* **Problem description**
Reproduce the stretch from "When I got the" through "He can’t be." in the passage about a father's death.

* **Source**
- - -
When I got the call from my mother that she thought that my dad had died I could hear in her voice that she was relieved and I honestly heard excitement. When I pulled in to the driveway & ran up the stairs to my parents front door she opened it and yelled that he is dead. I collapsed. When I came to, my husband was standing above me offering to help me up, I started screaming. He can’t be gone, NO! NO! NO!!! He can’t be.

He was gone. My mother invited the whole fucking neighborhood and all the relatives over to ‘mourn’ with her. All those fucking people – fucking scavengers. Including my brother. It made me fucking sick. No one knew my dad like me. No one was mourning but ME! At one point, my brother walked up to me and with a very nervous voice he said to me, “I’m glad it was dad that died & not mom because I wouldn’t have gotten anything had mom died first”. I COULDN’T FUCKING BELIEVE WHAT I HAD JUST HEARD! Who the fuck are these people? And why are they laughing? Why are they trying to decide where they were going to go for lunch? My 6 month old daughter sat up on her own that day for the first time and looked at me and smiled and it was the most heart wrenching private little moment she & I shared in such an awful nightmare I was consumed in. I decided to leave. Said my goodbyes and went home. My husband and I cried together for days & weeks and months.

My life was never the same.

It ruined my marriage. Not that solely, but it was 75% of why my marriage failed.
- - -
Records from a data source
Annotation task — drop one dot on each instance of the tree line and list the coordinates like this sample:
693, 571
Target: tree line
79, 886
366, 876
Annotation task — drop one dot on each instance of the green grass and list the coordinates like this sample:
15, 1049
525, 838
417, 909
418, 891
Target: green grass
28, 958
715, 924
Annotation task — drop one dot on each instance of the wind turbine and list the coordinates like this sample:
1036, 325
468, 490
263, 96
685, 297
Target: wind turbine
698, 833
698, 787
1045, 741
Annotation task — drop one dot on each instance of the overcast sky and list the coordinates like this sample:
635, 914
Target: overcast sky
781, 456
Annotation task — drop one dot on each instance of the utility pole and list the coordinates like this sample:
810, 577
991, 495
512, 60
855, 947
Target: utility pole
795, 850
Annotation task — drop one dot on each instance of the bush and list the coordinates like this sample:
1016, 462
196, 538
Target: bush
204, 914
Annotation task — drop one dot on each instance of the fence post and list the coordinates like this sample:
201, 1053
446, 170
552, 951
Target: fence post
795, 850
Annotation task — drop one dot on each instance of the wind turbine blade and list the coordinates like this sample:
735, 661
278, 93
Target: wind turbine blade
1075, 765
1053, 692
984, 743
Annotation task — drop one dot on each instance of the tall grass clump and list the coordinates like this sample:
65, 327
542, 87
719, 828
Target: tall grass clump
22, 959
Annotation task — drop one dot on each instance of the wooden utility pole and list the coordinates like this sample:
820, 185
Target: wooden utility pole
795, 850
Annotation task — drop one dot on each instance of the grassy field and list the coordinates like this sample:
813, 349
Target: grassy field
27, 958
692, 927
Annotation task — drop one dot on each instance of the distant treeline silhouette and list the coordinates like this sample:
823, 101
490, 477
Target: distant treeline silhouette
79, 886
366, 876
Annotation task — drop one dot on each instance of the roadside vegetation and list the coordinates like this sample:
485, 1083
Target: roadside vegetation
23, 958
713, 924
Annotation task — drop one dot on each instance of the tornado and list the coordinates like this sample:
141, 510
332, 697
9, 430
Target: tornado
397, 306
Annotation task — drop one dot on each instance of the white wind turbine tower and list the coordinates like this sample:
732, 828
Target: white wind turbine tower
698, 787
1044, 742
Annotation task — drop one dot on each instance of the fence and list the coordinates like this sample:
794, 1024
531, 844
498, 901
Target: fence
- - -
* **Task result**
When I got the call from my mother that she thought that my dad had died I could hear in her voice that she was relieved and I honestly heard excitement. When I pulled in to the driveway & ran up the stairs to my parents front door she opened it and yelled that he is dead. I collapsed. When I came to, my husband was standing above me offering to help me up, I started screaming. He can’t be gone, NO! NO! NO!!! He can’t be.